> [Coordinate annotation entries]
===============

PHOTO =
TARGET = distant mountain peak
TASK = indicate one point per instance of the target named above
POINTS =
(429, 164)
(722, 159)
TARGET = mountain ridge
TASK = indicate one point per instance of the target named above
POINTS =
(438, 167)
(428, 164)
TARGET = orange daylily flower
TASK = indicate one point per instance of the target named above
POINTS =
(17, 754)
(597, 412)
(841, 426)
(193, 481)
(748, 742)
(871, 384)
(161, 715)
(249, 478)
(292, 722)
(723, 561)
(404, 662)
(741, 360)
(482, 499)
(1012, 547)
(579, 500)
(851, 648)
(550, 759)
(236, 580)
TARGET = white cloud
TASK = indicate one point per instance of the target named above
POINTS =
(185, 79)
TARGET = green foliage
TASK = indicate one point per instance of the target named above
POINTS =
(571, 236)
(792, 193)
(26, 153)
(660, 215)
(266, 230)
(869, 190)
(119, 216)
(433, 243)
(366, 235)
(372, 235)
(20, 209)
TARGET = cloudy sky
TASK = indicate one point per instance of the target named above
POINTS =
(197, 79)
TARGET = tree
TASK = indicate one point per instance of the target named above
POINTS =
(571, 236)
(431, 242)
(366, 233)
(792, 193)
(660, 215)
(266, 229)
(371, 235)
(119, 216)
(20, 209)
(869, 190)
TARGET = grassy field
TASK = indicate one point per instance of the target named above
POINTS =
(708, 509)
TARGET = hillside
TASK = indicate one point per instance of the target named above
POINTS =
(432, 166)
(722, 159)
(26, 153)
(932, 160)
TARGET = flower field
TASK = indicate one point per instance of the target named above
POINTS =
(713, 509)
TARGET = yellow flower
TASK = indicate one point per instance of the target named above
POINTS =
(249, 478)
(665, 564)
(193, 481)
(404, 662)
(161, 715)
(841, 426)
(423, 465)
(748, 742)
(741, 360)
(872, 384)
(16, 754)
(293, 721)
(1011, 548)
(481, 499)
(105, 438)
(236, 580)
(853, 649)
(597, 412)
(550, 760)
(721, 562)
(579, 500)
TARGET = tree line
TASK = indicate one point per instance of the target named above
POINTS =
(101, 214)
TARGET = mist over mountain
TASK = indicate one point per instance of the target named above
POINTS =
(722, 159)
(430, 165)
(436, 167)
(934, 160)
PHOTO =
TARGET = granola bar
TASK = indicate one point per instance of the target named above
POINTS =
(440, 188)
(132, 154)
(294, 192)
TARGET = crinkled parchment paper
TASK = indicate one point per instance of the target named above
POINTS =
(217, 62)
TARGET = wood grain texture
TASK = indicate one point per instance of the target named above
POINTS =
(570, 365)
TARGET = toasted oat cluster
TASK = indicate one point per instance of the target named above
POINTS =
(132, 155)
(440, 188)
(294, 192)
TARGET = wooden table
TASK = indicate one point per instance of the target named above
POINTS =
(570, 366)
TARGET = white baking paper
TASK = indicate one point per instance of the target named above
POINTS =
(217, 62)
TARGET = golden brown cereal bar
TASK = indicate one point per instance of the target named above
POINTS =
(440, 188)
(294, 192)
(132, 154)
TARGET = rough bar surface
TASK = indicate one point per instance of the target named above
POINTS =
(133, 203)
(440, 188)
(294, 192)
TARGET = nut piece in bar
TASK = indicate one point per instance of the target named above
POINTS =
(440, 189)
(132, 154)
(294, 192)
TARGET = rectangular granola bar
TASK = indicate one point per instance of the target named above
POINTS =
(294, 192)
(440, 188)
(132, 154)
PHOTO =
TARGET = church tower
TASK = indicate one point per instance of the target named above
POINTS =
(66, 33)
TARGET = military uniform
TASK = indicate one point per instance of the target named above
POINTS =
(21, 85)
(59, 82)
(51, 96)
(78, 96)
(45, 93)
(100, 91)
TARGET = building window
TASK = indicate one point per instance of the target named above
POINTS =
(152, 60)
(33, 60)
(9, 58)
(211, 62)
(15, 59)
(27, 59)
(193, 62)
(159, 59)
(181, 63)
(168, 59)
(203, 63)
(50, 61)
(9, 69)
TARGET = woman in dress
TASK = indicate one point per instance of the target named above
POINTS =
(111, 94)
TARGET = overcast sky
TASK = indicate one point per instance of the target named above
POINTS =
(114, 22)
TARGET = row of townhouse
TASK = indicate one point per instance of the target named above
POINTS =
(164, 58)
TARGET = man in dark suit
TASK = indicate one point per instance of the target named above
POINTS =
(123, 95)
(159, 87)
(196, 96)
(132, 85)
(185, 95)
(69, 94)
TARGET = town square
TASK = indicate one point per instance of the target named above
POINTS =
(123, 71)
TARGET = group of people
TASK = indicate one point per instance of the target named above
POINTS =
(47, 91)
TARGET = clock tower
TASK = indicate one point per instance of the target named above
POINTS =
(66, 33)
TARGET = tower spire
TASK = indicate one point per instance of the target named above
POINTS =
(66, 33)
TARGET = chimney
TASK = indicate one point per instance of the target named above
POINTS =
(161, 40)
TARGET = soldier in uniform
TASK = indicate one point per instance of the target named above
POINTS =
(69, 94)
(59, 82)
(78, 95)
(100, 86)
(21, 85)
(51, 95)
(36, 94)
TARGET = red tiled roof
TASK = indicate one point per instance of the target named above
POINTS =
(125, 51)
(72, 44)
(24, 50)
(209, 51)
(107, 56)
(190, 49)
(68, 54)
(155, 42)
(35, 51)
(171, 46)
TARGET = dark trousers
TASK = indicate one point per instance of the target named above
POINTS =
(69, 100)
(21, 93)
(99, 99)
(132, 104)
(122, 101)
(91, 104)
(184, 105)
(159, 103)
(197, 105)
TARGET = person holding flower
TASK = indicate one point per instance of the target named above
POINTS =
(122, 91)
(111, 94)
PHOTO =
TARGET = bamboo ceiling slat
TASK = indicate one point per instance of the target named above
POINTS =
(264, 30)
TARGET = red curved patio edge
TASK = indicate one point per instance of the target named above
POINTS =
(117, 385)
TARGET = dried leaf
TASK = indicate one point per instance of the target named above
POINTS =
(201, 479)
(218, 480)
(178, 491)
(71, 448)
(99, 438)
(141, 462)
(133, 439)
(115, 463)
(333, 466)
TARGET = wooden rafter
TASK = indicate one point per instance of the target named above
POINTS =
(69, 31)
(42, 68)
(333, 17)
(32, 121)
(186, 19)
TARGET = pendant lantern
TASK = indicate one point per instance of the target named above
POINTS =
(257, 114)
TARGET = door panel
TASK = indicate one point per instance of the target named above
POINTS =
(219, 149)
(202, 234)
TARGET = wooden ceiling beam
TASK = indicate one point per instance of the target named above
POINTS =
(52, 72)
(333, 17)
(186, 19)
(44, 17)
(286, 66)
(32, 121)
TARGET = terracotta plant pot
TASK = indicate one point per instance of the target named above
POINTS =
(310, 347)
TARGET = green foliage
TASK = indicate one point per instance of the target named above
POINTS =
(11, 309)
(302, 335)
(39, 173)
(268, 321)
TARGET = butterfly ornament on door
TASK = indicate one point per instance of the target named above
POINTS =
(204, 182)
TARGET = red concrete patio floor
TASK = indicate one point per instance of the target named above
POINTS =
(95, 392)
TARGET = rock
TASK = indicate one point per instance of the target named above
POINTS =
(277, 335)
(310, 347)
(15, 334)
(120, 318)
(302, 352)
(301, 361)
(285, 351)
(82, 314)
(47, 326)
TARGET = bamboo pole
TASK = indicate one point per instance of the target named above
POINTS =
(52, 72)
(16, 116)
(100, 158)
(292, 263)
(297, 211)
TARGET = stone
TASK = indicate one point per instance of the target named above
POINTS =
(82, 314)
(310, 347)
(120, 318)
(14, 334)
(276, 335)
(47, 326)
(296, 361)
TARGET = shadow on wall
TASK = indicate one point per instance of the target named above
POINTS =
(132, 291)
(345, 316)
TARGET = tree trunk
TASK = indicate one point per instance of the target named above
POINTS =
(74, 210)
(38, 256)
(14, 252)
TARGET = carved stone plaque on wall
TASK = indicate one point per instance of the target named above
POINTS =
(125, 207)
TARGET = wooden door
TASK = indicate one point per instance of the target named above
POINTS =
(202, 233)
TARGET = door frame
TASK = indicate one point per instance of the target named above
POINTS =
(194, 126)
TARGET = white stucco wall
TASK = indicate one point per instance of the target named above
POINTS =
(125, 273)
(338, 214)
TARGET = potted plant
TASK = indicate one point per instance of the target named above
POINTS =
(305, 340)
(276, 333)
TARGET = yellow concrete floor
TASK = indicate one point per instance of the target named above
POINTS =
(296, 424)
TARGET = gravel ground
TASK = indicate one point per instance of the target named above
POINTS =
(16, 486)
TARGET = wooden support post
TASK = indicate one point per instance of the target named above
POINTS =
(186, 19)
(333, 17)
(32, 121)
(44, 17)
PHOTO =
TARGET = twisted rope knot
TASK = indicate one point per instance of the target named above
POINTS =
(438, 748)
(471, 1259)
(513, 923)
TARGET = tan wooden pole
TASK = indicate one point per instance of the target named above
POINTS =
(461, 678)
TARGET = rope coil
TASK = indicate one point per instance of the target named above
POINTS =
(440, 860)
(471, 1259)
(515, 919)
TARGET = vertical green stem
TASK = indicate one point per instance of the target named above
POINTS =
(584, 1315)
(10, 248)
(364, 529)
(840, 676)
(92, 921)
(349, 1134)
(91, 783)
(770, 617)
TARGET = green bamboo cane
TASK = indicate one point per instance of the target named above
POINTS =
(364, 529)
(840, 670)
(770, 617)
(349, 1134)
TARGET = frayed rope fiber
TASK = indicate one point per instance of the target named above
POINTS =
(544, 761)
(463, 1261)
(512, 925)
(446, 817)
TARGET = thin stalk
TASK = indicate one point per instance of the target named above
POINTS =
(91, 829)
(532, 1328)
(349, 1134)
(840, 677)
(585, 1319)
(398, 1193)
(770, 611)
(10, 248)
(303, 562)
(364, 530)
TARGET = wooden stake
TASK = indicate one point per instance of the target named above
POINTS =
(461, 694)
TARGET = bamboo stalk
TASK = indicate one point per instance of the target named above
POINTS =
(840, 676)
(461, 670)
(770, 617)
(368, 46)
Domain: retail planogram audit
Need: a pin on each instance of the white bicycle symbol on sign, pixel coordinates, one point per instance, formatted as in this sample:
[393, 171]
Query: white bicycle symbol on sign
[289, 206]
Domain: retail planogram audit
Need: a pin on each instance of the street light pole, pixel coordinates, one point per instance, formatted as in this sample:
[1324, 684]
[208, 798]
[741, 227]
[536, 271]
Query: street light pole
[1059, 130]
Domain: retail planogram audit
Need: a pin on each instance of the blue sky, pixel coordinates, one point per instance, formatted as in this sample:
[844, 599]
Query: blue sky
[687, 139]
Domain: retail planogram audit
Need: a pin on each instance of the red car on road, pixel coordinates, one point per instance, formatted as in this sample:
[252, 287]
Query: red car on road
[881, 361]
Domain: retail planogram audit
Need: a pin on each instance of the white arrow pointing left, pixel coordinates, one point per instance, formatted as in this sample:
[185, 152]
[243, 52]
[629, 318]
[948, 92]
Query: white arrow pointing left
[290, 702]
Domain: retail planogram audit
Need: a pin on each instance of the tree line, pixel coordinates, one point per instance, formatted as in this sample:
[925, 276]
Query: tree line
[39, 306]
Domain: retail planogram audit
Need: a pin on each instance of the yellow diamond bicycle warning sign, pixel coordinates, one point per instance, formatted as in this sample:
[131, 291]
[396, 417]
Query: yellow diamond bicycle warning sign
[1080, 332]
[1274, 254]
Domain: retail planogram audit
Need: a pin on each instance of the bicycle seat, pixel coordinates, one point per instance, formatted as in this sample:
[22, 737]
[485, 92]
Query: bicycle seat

===============

How many lines in the records above contain the string "flower"? Matching is case-sensitive. Reply with the number only.

4